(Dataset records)
▬▬▬▬▬▬

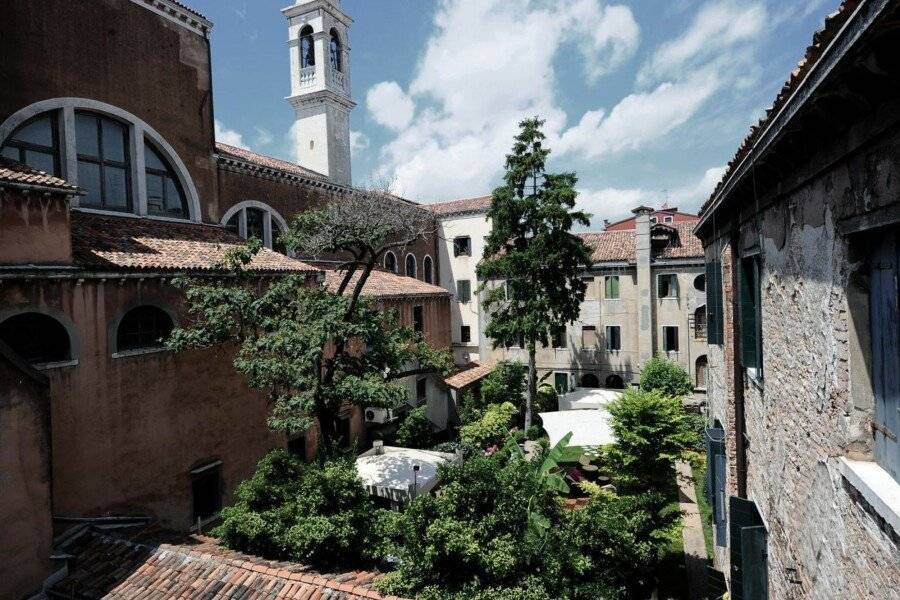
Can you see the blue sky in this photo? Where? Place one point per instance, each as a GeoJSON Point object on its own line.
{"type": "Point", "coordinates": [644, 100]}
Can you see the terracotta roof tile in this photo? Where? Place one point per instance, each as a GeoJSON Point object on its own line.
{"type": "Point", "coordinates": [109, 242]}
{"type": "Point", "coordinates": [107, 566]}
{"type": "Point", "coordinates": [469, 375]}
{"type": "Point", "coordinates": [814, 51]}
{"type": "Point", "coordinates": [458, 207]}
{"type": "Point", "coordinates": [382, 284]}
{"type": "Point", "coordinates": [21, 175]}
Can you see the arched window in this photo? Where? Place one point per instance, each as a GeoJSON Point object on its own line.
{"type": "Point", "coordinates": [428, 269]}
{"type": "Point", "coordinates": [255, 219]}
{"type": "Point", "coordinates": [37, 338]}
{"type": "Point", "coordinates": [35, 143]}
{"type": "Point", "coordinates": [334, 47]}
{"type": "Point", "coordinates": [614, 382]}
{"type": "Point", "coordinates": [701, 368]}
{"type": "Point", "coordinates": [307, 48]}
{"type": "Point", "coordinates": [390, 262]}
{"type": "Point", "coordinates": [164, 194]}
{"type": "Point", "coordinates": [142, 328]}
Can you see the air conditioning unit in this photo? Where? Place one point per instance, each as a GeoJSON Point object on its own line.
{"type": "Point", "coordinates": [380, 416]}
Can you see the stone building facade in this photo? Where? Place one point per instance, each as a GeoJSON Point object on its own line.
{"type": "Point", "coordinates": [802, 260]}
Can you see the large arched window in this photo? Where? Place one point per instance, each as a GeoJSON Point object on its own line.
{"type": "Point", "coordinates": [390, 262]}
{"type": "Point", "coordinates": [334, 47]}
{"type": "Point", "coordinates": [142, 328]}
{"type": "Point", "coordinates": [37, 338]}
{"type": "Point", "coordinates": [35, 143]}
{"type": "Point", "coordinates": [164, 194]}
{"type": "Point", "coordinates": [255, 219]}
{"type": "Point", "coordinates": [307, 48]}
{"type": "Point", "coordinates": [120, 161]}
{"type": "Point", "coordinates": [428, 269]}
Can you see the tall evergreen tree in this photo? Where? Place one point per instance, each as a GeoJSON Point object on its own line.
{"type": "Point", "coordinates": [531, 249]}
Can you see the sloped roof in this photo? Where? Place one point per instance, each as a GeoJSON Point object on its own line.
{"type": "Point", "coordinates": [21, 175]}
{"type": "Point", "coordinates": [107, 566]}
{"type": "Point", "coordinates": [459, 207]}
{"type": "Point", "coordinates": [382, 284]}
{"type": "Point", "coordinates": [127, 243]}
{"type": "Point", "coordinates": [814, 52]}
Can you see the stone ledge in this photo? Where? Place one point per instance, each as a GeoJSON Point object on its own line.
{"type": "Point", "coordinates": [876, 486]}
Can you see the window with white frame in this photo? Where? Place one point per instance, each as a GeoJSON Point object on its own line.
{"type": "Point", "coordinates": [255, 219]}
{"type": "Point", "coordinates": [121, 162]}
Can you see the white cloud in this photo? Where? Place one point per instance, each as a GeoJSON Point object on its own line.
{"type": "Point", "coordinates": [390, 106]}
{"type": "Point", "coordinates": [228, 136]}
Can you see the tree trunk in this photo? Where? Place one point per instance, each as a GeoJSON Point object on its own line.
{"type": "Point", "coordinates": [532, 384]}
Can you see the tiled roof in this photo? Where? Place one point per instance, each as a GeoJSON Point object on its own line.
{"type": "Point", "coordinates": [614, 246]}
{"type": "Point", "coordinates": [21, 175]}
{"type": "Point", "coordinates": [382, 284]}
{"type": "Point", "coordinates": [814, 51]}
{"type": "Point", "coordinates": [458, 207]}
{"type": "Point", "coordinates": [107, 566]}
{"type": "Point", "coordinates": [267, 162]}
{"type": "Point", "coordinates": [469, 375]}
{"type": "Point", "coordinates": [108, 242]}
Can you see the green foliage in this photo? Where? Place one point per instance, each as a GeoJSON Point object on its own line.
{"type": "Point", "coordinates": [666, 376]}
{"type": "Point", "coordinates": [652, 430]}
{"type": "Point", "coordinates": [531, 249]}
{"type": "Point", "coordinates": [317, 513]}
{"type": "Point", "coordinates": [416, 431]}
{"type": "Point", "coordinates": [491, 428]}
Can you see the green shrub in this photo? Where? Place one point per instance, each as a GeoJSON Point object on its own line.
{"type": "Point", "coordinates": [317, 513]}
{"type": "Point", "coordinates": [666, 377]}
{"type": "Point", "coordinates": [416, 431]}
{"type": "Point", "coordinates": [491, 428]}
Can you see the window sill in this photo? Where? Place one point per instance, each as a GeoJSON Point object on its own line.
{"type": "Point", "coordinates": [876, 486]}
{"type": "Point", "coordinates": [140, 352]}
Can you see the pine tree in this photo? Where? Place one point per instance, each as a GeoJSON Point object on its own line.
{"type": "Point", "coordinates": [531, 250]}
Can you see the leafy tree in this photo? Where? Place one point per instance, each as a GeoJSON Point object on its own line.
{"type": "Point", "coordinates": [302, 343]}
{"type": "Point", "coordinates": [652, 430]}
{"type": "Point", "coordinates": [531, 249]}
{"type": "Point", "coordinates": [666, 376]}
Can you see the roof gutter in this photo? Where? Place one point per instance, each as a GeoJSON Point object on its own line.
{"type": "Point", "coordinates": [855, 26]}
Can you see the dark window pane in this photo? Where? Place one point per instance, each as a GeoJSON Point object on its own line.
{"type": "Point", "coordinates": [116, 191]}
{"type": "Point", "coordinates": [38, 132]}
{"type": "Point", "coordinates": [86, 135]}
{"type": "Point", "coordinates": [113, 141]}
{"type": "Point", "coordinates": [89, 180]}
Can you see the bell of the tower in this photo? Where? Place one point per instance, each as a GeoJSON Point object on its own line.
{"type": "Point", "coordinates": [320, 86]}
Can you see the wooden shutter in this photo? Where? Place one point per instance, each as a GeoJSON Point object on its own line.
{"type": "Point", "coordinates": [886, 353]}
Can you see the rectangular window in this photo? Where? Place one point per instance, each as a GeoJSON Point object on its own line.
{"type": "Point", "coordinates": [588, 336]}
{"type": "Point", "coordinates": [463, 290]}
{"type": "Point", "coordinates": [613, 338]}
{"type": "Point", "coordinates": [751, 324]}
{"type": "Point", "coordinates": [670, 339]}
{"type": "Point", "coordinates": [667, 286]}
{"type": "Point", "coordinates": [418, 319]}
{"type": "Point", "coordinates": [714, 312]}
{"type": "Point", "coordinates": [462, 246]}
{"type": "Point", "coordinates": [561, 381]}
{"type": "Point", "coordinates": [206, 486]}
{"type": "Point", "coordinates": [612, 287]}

▬▬▬▬▬▬

◆ **Exercise goal**: Once the pictures are set aside, repeat the remaining data word for word.

◆ **Problem solution**:
Can you see the blue sky in this photo? Where? Place one point per instance, each as a GeoJSON Point object on its own line.
{"type": "Point", "coordinates": [644, 100]}
Can you see the terracotta roof tile in this photo? Where? Place one point per instance, each as a GeoJSON Point object on its own line.
{"type": "Point", "coordinates": [109, 242]}
{"type": "Point", "coordinates": [107, 566]}
{"type": "Point", "coordinates": [469, 375]}
{"type": "Point", "coordinates": [814, 51]}
{"type": "Point", "coordinates": [458, 207]}
{"type": "Point", "coordinates": [382, 284]}
{"type": "Point", "coordinates": [21, 175]}
Can you see the arched window in this photo? Where? Place one point per instance, each as a GeoJSON Point object on its own line.
{"type": "Point", "coordinates": [428, 269]}
{"type": "Point", "coordinates": [255, 219]}
{"type": "Point", "coordinates": [37, 338]}
{"type": "Point", "coordinates": [35, 143]}
{"type": "Point", "coordinates": [334, 47]}
{"type": "Point", "coordinates": [614, 382]}
{"type": "Point", "coordinates": [701, 368]}
{"type": "Point", "coordinates": [307, 48]}
{"type": "Point", "coordinates": [390, 262]}
{"type": "Point", "coordinates": [164, 194]}
{"type": "Point", "coordinates": [142, 328]}
Can you see the air conditioning unit in this photo? Where? Place one point per instance, each as a GeoJSON Point object on its own line.
{"type": "Point", "coordinates": [380, 416]}
Can you see the stone building facade in this photo? Where? Place one point per instance, each as a GeoJSON Point object on its own line.
{"type": "Point", "coordinates": [802, 260]}
Can you see the large arched window in this photo? Where? Place one point per instance, each as a GeoJSON Point object on its own line.
{"type": "Point", "coordinates": [390, 262]}
{"type": "Point", "coordinates": [334, 47]}
{"type": "Point", "coordinates": [142, 328]}
{"type": "Point", "coordinates": [37, 338]}
{"type": "Point", "coordinates": [35, 143]}
{"type": "Point", "coordinates": [164, 194]}
{"type": "Point", "coordinates": [255, 219]}
{"type": "Point", "coordinates": [307, 48]}
{"type": "Point", "coordinates": [120, 161]}
{"type": "Point", "coordinates": [428, 269]}
Can you see the tall evergreen tree in this photo? Where? Place one point per instance, each as a GeoJSON Point object on its own line.
{"type": "Point", "coordinates": [531, 249]}
Can you see the sloped roof in this photo? Where? Place one point per instance, each as a GeoJSON Point object on its own line.
{"type": "Point", "coordinates": [21, 175]}
{"type": "Point", "coordinates": [107, 566]}
{"type": "Point", "coordinates": [459, 207]}
{"type": "Point", "coordinates": [382, 284]}
{"type": "Point", "coordinates": [127, 243]}
{"type": "Point", "coordinates": [814, 52]}
Can you see the stone ledge in this photo? Where? Place one point per instance, each as a GeoJSON Point object on its own line.
{"type": "Point", "coordinates": [876, 486]}
Can you see the window with white frame in this photo? Where? Place one point per instance, each as a GeoJSON Point object on its own line.
{"type": "Point", "coordinates": [255, 219]}
{"type": "Point", "coordinates": [121, 162]}
Can you see the white cloud in this photo? Where? Place one point per instance, each as a GeoJSON Point object on its own line.
{"type": "Point", "coordinates": [390, 106]}
{"type": "Point", "coordinates": [228, 136]}
Can you see the tree trunk in this photo? Where? Place one point per instance, each as a GeoJSON Point object on its own line.
{"type": "Point", "coordinates": [532, 384]}
Can you see the tiled roof in this photo? Where? Place one point per instance, each as a GeoJSON Point object on its own line.
{"type": "Point", "coordinates": [614, 246]}
{"type": "Point", "coordinates": [21, 175]}
{"type": "Point", "coordinates": [382, 284]}
{"type": "Point", "coordinates": [814, 51]}
{"type": "Point", "coordinates": [458, 207]}
{"type": "Point", "coordinates": [107, 566]}
{"type": "Point", "coordinates": [267, 162]}
{"type": "Point", "coordinates": [469, 375]}
{"type": "Point", "coordinates": [108, 242]}
Can you see the green foliage in this photo? Where? Place one point per instance, each as a GeoJSON Point object on its own line.
{"type": "Point", "coordinates": [666, 376]}
{"type": "Point", "coordinates": [652, 430]}
{"type": "Point", "coordinates": [531, 249]}
{"type": "Point", "coordinates": [317, 513]}
{"type": "Point", "coordinates": [416, 431]}
{"type": "Point", "coordinates": [491, 428]}
Can you see the green shrub in this photo? Where? Place one point per instance, each as a GeoJSON Point object on its own line.
{"type": "Point", "coordinates": [317, 513]}
{"type": "Point", "coordinates": [666, 377]}
{"type": "Point", "coordinates": [416, 431]}
{"type": "Point", "coordinates": [491, 428]}
Can you see the window sill in this photo? Where? Place one point per instance, each as a GeoJSON Point object on its own line.
{"type": "Point", "coordinates": [876, 486]}
{"type": "Point", "coordinates": [140, 352]}
Can you see the pine tree in this photo? Where? Place one point per instance, each as a GeoJSON Point object on its own line.
{"type": "Point", "coordinates": [531, 250]}
Can you see the leafy tree in this photo? Where? Place one point per instance, each as a GeoJSON Point object on its own line.
{"type": "Point", "coordinates": [302, 343]}
{"type": "Point", "coordinates": [652, 430]}
{"type": "Point", "coordinates": [531, 249]}
{"type": "Point", "coordinates": [666, 376]}
Can you see the roof gutter in this photo? Where? Place one point per instance, each as a GeoJSON Point object on its own line.
{"type": "Point", "coordinates": [855, 26]}
Can you see the dark window pane in this photo? Where? Place one point per instance, each as a GeoJSON Point object on its own line.
{"type": "Point", "coordinates": [116, 191]}
{"type": "Point", "coordinates": [38, 132]}
{"type": "Point", "coordinates": [86, 135]}
{"type": "Point", "coordinates": [113, 141]}
{"type": "Point", "coordinates": [89, 180]}
Can you see the bell of the tower in this photo? Where? Place one point per instance, each as a GeoJSON Point object on its own line.
{"type": "Point", "coordinates": [320, 86]}
Can you see the wooden shutter in this photo? Where? Place one point per instance, each as a GeoJSON Point object on its own line.
{"type": "Point", "coordinates": [886, 353]}
Can you see the rectangular window in this photo? Where? Place one point per instance, each as a GeoJSON Point object on its own line.
{"type": "Point", "coordinates": [588, 336]}
{"type": "Point", "coordinates": [463, 290]}
{"type": "Point", "coordinates": [613, 338]}
{"type": "Point", "coordinates": [751, 324]}
{"type": "Point", "coordinates": [670, 339]}
{"type": "Point", "coordinates": [667, 286]}
{"type": "Point", "coordinates": [418, 319]}
{"type": "Point", "coordinates": [714, 312]}
{"type": "Point", "coordinates": [462, 246]}
{"type": "Point", "coordinates": [561, 381]}
{"type": "Point", "coordinates": [206, 486]}
{"type": "Point", "coordinates": [612, 287]}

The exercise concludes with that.